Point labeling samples
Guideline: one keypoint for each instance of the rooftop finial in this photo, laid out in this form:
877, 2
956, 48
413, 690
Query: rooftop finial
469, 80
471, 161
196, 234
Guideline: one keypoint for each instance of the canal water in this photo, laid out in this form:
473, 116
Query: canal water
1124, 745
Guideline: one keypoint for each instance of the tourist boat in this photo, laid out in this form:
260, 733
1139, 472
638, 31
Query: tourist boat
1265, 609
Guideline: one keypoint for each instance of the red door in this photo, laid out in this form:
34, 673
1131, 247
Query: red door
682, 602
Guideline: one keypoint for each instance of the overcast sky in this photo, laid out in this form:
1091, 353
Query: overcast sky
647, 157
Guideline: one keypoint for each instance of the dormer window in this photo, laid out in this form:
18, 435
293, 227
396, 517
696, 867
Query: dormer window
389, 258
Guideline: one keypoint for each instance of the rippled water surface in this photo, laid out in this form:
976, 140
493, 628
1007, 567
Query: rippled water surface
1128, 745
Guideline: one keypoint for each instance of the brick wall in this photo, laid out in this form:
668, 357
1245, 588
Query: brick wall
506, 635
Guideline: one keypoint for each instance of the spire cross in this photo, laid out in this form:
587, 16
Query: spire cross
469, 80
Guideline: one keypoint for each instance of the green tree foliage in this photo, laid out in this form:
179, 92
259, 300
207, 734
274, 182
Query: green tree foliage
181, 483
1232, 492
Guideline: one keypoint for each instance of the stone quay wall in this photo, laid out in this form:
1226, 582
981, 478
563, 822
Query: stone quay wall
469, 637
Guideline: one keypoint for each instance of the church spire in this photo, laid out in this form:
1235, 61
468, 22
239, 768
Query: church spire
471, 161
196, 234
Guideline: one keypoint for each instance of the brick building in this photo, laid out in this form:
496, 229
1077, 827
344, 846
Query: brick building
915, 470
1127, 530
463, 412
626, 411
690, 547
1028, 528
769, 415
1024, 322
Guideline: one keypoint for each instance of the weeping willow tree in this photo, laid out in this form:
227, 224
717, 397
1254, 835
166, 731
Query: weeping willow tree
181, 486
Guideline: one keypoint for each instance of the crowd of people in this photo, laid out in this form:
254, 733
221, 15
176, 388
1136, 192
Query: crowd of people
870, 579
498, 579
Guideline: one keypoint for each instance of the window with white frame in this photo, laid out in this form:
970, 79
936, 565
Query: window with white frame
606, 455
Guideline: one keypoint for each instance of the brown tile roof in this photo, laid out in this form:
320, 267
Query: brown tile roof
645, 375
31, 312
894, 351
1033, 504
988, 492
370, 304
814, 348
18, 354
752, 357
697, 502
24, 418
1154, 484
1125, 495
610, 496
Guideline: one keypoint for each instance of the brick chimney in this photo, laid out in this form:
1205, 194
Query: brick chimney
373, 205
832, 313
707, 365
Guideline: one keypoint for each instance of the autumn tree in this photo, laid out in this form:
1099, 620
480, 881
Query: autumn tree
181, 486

• [Task brief]:
Copy every one of the rows above verbatim, changing nothing.

• [Exercise output]:
Guideline: one keypoint for each instance of the rooftop finial in this photo, laid out in this form:
877, 2
956, 48
413, 690
Query: rooftop finial
469, 80
471, 161
196, 234
Guideline: one keypoint for each instance of the canal water in this photo, laid out in this form:
473, 116
Query: canal water
1124, 745
Guideline: one keypoint for each instance of the tourist boat in this photo, laid out in this form:
260, 733
1139, 472
638, 31
Query: tourist boat
1265, 609
Guideline: one keypoint for each instance of the red door in this photo, laid out in this form:
34, 673
1131, 247
Query: red door
682, 602
Guideline: one keypoint for each instance of the overcast sky in this photo, laid out in this form:
1091, 353
Query: overcast sky
647, 157
Guideline: one keypoint for each instance of the dormer window in this photo, laid out in this form:
18, 435
293, 227
396, 517
696, 867
Query: dormer window
389, 258
Guideline: one keypoint for each instance of the rippled water surface in this photo, laid out in this form:
976, 140
493, 628
1007, 567
Query: rippled water surface
1128, 745
Guideline: one keypoint for each instance of the brick wall in this photo, laid out in this form:
668, 357
1245, 588
Query: brick wall
506, 635
Guideline: one keypoint for each instance of the spire cross in this photo, laid out in this form:
587, 16
Query: spire cross
469, 80
Guideline: one keypoint for each instance of the green tree foliage in this photo, laid out in this form:
179, 92
259, 300
207, 734
274, 182
Query: green tree foliage
181, 483
1232, 492
Guideline: one keypoint for each instance of the stone quay wall in this photo, laid out in this form:
1226, 582
981, 478
563, 822
Query: stone quay wall
469, 637
Guideline: one keypoint for each instance of the church spire in this photo, laid out in this form:
1235, 61
468, 22
239, 768
Query: church spire
471, 161
196, 234
Guideline: one keypoint for each instance of the brick building in this photo, laid out in this form:
496, 229
1077, 827
344, 846
Query: brick building
915, 470
1127, 530
463, 412
626, 411
690, 547
1028, 528
769, 415
1024, 322
Guideline: one keypoint for each instance of the weeping willow tree in this photo, laid out in this form:
227, 224
717, 397
1254, 835
166, 731
Query: weeping willow tree
181, 486
Guideline: one keypoint for each instance of the crowd of people in this photo, laid out in this form:
254, 733
221, 15
176, 388
1136, 192
Query: crowd of people
870, 579
498, 579
Guideline: one keypoint for each instance of the window with white frame in this photo, laid out in this form:
970, 79
936, 565
Query: window with white frame
606, 455
Guideline: one keypoint for each instance of the brown tile roof in this photo, laid out in this form:
320, 267
Query: brown tile roof
645, 375
31, 312
894, 351
1033, 504
988, 492
370, 304
814, 348
18, 354
752, 357
697, 502
24, 418
1154, 484
1125, 495
610, 496
Guideline: one keypoint for each instance of the brick chimney in this photo, laid out in this form:
1205, 194
Query: brick chimney
373, 205
832, 313
707, 365
Guideline: one keypoint for each instance of the autumn tree in this photo, laid out in this form:
1099, 620
480, 881
Query: autumn tree
181, 486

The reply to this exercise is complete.